= Directions =
Reproduce the records that follow in full, excluding any picture they contain.

= Entries =
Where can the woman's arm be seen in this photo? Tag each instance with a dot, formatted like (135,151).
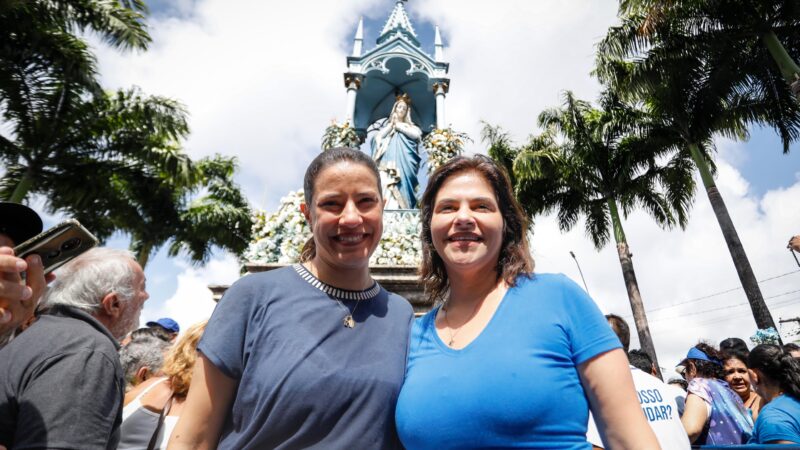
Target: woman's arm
(609,385)
(694,416)
(206,407)
(412,131)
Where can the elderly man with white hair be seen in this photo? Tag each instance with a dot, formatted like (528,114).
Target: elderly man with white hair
(61,383)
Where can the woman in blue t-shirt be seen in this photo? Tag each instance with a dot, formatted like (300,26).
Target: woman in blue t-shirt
(309,355)
(775,375)
(511,358)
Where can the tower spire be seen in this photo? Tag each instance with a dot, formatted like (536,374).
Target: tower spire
(358,41)
(438,47)
(398,22)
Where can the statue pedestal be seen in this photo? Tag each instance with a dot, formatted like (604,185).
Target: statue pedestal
(402,280)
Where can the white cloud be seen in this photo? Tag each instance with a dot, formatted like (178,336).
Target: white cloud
(192,301)
(263,79)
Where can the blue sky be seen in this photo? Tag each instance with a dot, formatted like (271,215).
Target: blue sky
(263,79)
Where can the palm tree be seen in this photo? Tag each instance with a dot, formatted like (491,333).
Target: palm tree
(117,166)
(602,165)
(767,27)
(194,225)
(697,91)
(111,160)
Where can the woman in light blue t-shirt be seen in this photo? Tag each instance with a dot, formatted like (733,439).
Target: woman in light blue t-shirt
(511,358)
(310,355)
(775,375)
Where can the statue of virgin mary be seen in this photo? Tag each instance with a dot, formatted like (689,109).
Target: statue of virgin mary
(395,149)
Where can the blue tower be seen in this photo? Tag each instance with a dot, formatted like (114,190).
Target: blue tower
(397,65)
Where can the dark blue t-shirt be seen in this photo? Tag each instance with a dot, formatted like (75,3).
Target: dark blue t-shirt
(778,420)
(304,379)
(516,385)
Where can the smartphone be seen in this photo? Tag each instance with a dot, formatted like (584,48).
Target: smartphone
(58,245)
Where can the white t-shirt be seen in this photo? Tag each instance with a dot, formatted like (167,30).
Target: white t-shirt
(659,405)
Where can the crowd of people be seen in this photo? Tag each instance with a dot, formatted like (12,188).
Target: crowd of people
(319,355)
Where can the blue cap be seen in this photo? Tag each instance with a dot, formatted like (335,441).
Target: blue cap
(696,353)
(167,324)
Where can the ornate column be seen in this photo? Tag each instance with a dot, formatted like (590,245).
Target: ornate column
(440,89)
(352,82)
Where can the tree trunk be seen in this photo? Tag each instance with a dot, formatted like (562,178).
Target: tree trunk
(23,187)
(142,251)
(635,298)
(789,69)
(740,261)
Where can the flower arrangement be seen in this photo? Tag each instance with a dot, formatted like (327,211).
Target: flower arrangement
(765,336)
(400,244)
(443,144)
(279,238)
(340,136)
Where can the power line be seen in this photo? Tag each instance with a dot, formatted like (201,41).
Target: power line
(694,313)
(775,306)
(716,294)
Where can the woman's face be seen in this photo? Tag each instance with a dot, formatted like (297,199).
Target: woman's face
(346,217)
(756,378)
(737,376)
(401,109)
(466,225)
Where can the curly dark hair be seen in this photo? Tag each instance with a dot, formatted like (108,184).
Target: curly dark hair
(778,365)
(514,259)
(709,369)
(324,160)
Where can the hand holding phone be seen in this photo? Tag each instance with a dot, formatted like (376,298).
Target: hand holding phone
(18,298)
(58,245)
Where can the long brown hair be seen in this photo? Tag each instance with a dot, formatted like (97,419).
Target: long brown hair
(514,259)
(179,363)
(324,160)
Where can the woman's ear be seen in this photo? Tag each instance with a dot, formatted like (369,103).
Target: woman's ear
(306,212)
(754,377)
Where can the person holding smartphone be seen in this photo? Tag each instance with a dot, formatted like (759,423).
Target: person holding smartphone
(18,298)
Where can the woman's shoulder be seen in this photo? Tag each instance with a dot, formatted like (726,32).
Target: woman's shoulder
(284,278)
(142,387)
(537,280)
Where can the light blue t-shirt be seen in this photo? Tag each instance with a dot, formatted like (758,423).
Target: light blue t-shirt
(517,384)
(778,420)
(304,379)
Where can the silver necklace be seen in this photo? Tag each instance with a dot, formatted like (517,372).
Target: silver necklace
(337,294)
(450,329)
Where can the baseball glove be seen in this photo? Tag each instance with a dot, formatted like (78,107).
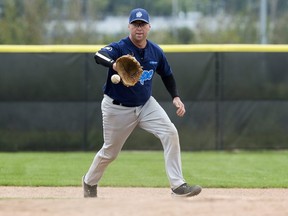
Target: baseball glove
(129,69)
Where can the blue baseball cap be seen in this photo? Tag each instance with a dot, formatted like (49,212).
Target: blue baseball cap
(139,14)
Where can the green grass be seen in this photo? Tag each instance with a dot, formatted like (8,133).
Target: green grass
(258,169)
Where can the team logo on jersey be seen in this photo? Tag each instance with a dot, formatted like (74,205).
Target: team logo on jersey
(146,75)
(108,48)
(139,14)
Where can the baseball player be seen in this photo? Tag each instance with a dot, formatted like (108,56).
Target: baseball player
(124,108)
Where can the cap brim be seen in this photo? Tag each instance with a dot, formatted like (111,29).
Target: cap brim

= Result of this task =
Where can the woman's arm be seen in this photo? Tag each instance with a dot, formatted like (135,151).
Target: woman's arm
(609,385)
(694,416)
(206,407)
(412,131)
Where can the elderly man with white hair be seen in this photo? Tag each instance with a dot, formatted like (528,114).
Target: elderly man with white hair
(61,383)
Where can the woman in blue t-shirt be seen in this photo? Tag each instance with a dot, formatted like (300,26).
Target: woman in blue t-shirt
(309,355)
(775,375)
(511,358)
Where can the tower spire be seen in this photo? Tag each instance with a dot, formatted like (536,374).
Target: tower spire
(358,41)
(438,47)
(398,22)
Where can the statue pedestal be seen in this photo? Tag each instance with a dot, formatted like (604,185).
Target: statue pedestal
(402,280)
Where can the white cloud be seen in this photo? Tag each instance with a dot, formatted like (178,336).
Target: white cloud
(192,301)
(263,79)
Where can the blue sky be seen in this photo? Tag each instance with a dot, formatted like (271,215).
Target: blue sky
(263,79)
Where can the palm tree be seen in this photo? Tag each instance with a dot, formatted like (491,333).
Target: palm tree
(117,166)
(602,165)
(767,27)
(194,225)
(697,91)
(111,160)
Where can the woman in light blue t-shirt be seen in this photo? Tag each instance with a dot, formatted like (733,439).
Target: woman in light blue t-shirt
(511,358)
(310,355)
(775,375)
Where can the statue of virgin mary be seen in this photo? Tag each instance with a dot, formatted like (689,109).
Target: statue of virgin mary
(395,149)
Where can the blue tower be seen in this photo? Tag each instance with a dot, formatted like (114,190).
Target: blue tower
(397,65)
Where can the dark blue t-shirt be seen in this photo? Tag each instance with a dot, formatted like (75,3).
Target: dark blue t-shirt
(778,420)
(304,379)
(516,385)
Where can the smartphone be seen in this photo? Tag each instance with a dot, formatted like (584,48).
Target: smartphone
(58,245)
Where can the white t-shirt be seen in this photo? Tag each instance with a dot, formatted like (167,30).
Target: white t-shirt
(659,405)
Where can the crowd of people be seen in this photo? Tag each instance with a dot, formatted like (12,188).
Target: crowd of people
(319,355)
Where can the blue cap be seen in this photo? Tag each instance with a dot, formatted like (335,441).
Target: blue cap
(696,353)
(167,324)
Where can the ornate column be seen in this photo? Tag each instance with a dot, formatted like (590,245).
Target: ornate column
(440,89)
(352,82)
Where can the tree trunk be seen in this photo? Tag each instance with a dot, formatted like (562,178).
Target: tree trunk
(23,187)
(142,251)
(635,298)
(789,69)
(740,261)
Where can the flower arrangement be seen in this photo? Tag each instance with a dot, formatted like (327,211).
Target: flower arrangement
(765,336)
(400,244)
(443,144)
(279,238)
(340,136)
Where can the power line be seen in this photo? Tag each instance with a dot, formatted like (201,41).
Target: power line
(694,313)
(775,306)
(716,294)
Where can the woman's face be seen in this photo? Tag each instance with a dot, formatted like (297,199).
Target: woman's face
(346,217)
(756,378)
(737,376)
(401,109)
(466,225)
Where can the curly dark hair be seen in this photo? Tag each instance with a dot, formatted like (108,184).
Target: curly dark hair
(778,365)
(514,259)
(709,369)
(324,160)
Where can the hand holding phone be seen in this photo? Tag each instance with a dot, formatted like (376,298).
Target: hand holding phone
(18,298)
(58,245)
Where can the long brown hair be seen in this photo? Tag each instance with a dot, formatted like (97,419).
Target: long brown hair
(514,259)
(179,363)
(324,160)
Where can the woman's ear be seen in this photo? Tag each instance with a dot, formatted like (369,103).
Target: woman's ear
(306,212)
(754,377)
Where can the person holding smartphone be seen in this photo? Tag each instance with a dot, formatted like (759,423).
Target: person holding smartphone
(18,298)
Where can the woman's shoulder be seen in this photo? Tag each instance with a dot, formatted like (726,32).
Target: woman's shoulder
(284,278)
(142,387)
(537,280)
Where can the light blue t-shirt be seen in this photo? Tag each instance with a dot, formatted like (758,423).
Target: light blue t-shirt
(517,384)
(778,420)
(304,379)
Where can the silver necklace be seen in this photo? Tag each instance with a dot, formatted like (517,372).
Target: silver necklace
(337,294)
(450,329)
Where can the baseball glove be seen in this photo? Tag each instance with a dot, formatted like (78,107).
Target: baseball glove
(129,69)
Where can the blue baseball cap be seen in this photo? Tag each instance with a dot, formatted like (49,212).
Target: blue baseball cap
(139,14)
Where can the green grass be seen in this photo? Tag each instance with a dot, formatted like (8,133).
Target: green grass
(258,169)
Where can the team logo on jersey be seen in this photo? Tag each instance with a dot, formatted like (74,205).
Target: team logo on jersey
(146,75)
(108,48)
(139,14)
Where can the baseball player be seen in this photo? Tag each instance with a dot, formatted like (108,56).
Target: baseball player
(124,108)
Where can the cap brim be seen in this photo? Tag each instance with a dot, formatted like (111,29).
Target: cap brim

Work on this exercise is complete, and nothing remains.